**WRITTEN REQUEST:** Please copy out the records below word for word, from their first line up to and including the line that contains "top-left (126, 82), bottom-right (141, 92)".

**GIVEN RECORDS:**
[BEGIN]
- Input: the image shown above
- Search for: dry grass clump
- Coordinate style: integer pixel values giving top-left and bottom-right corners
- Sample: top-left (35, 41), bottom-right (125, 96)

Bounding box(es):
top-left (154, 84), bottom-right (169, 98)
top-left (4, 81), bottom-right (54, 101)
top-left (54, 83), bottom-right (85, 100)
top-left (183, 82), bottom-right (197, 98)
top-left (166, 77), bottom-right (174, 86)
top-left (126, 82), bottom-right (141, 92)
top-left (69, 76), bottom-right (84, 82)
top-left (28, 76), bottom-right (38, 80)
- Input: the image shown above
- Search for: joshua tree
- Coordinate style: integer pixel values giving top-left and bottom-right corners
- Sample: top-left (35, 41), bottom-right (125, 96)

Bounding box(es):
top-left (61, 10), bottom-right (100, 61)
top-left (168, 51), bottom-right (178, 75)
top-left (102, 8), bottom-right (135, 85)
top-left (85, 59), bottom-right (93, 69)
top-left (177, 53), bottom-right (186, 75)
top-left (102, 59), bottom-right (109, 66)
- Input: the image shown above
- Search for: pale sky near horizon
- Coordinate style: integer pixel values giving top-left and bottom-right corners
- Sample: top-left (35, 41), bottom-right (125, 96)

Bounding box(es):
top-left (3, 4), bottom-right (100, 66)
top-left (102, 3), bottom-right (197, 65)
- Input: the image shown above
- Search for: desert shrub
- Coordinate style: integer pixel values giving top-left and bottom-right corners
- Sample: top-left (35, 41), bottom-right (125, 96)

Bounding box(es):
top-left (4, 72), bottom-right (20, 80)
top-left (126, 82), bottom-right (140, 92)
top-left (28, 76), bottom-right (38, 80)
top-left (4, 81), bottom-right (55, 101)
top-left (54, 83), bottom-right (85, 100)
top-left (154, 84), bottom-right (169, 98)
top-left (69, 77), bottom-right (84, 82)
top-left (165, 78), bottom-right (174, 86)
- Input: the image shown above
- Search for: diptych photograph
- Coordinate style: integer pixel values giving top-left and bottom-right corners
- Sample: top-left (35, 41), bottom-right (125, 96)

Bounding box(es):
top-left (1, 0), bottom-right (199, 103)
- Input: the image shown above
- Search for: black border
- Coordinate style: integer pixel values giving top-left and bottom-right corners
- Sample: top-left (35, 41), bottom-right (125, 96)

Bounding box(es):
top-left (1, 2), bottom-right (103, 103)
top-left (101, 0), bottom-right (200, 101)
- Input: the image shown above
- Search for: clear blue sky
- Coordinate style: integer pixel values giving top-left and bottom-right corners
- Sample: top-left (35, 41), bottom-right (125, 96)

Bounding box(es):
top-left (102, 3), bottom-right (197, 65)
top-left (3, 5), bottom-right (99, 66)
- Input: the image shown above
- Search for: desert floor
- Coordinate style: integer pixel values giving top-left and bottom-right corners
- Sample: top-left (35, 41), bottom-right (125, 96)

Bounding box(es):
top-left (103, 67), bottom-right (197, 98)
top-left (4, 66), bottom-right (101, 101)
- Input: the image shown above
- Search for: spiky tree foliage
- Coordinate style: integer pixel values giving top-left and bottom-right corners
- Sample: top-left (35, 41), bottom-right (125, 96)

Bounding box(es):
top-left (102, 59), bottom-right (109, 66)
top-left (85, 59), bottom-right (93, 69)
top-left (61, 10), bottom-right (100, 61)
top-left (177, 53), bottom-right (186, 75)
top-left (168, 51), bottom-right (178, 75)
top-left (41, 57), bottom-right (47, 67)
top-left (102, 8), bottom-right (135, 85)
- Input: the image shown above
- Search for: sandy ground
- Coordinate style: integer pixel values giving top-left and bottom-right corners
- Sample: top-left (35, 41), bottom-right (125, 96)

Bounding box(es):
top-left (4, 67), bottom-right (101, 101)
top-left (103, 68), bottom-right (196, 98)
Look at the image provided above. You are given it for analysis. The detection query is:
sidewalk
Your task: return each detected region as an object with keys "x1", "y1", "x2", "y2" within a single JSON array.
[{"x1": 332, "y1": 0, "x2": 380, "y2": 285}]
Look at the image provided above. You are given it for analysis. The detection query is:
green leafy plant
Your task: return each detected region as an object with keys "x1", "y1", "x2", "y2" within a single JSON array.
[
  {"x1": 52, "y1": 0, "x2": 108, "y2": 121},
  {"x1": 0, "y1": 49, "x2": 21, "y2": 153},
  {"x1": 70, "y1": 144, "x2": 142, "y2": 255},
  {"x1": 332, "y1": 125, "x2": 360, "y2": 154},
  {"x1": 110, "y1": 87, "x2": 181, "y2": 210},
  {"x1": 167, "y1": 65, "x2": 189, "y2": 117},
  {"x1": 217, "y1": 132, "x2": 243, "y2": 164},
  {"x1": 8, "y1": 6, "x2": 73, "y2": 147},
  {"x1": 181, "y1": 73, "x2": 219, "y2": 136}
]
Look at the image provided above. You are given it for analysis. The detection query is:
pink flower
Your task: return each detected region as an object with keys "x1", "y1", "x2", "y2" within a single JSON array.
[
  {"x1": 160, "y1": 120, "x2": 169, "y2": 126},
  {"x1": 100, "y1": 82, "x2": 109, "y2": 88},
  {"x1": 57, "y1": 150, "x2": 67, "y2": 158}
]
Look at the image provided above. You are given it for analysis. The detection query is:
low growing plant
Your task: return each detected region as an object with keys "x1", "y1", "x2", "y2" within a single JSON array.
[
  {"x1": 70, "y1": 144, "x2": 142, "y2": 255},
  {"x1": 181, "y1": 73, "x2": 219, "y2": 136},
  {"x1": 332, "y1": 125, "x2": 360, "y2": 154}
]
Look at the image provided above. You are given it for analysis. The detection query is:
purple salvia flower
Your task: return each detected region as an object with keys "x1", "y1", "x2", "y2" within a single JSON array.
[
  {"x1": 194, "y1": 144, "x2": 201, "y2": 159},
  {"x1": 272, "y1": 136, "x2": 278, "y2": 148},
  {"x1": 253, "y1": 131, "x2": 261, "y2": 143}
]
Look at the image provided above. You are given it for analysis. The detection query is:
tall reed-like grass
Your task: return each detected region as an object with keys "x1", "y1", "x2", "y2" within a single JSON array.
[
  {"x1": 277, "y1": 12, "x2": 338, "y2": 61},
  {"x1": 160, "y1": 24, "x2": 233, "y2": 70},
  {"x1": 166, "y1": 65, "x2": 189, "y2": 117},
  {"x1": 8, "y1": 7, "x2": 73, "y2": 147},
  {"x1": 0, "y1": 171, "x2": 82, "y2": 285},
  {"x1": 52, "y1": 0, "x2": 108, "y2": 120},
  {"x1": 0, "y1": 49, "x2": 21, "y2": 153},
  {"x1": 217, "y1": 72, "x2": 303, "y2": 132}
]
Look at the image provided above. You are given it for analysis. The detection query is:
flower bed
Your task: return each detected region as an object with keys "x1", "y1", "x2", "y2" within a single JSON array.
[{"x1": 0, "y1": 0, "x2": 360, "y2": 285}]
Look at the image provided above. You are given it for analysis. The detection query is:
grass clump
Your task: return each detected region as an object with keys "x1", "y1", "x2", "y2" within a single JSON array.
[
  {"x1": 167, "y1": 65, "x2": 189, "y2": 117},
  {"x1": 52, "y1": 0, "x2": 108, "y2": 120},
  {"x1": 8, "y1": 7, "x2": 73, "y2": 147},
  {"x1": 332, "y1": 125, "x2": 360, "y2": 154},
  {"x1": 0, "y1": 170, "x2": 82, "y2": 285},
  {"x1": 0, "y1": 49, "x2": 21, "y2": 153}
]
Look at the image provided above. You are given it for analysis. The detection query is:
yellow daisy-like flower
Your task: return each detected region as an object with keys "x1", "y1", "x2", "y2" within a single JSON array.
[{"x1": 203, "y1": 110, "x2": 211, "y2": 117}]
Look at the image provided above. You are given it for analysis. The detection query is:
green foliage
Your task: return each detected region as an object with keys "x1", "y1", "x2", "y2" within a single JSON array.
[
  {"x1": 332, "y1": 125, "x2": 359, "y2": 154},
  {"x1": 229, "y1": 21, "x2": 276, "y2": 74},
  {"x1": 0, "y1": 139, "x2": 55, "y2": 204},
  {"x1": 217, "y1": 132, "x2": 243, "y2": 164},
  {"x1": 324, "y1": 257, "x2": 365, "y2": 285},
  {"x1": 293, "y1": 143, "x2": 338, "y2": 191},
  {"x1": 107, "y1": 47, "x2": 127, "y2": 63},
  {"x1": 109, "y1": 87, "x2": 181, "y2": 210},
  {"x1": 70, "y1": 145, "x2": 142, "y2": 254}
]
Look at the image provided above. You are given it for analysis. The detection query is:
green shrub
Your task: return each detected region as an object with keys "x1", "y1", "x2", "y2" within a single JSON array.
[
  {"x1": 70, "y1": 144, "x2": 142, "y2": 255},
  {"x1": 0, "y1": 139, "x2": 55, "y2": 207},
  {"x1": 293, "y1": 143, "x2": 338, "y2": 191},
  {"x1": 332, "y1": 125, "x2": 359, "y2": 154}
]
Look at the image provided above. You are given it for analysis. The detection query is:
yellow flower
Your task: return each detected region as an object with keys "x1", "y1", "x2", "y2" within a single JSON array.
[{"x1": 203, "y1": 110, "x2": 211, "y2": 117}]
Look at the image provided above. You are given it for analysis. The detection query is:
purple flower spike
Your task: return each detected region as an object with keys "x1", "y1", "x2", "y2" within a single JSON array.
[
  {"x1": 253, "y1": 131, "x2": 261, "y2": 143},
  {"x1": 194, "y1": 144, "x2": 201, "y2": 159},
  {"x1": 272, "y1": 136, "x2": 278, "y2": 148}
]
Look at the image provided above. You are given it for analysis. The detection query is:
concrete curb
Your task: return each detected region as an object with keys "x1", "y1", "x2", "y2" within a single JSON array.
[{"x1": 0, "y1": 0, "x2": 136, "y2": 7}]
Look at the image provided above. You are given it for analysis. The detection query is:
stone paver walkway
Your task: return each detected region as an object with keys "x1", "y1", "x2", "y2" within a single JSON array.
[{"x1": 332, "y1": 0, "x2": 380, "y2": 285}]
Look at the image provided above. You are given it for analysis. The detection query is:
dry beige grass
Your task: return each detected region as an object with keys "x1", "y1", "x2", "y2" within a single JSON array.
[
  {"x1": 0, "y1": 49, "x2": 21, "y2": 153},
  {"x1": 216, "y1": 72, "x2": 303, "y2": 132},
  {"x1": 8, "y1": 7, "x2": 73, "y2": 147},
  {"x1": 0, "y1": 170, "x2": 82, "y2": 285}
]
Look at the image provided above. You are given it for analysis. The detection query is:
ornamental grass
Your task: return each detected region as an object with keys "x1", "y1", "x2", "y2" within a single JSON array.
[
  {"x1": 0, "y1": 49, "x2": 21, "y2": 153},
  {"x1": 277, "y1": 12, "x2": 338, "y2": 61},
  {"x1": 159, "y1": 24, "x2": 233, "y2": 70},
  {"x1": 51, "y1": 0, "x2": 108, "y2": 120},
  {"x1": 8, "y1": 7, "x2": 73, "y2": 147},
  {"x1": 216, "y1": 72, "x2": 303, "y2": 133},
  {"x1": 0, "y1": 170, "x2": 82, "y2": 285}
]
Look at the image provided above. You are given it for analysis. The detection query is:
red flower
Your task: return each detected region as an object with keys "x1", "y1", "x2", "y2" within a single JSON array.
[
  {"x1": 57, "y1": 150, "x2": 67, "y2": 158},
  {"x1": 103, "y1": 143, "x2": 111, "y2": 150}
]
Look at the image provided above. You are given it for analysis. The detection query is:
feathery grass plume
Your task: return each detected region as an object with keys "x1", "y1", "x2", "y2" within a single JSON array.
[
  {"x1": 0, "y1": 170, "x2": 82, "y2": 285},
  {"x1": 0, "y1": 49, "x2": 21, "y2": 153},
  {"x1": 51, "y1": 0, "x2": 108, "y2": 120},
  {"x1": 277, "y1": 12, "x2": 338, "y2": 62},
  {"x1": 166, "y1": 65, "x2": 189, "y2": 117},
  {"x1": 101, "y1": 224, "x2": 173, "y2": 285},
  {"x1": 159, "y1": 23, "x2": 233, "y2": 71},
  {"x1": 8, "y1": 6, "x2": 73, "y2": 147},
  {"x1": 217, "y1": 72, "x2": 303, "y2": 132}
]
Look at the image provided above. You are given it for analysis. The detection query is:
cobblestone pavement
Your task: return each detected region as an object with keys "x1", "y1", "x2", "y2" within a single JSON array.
[END]
**CORRECT RESULT:**
- Input: the image shown above
- Search for: dry grass clump
- Coordinate style: integer pixel values giving top-left and bottom-right corners
- Sample: top-left (35, 41), bottom-right (125, 96)

Bounding box(es):
top-left (154, 84), bottom-right (169, 98)
top-left (4, 81), bottom-right (54, 101)
top-left (54, 83), bottom-right (85, 100)
top-left (183, 82), bottom-right (197, 98)
top-left (166, 77), bottom-right (174, 86)
top-left (126, 82), bottom-right (141, 92)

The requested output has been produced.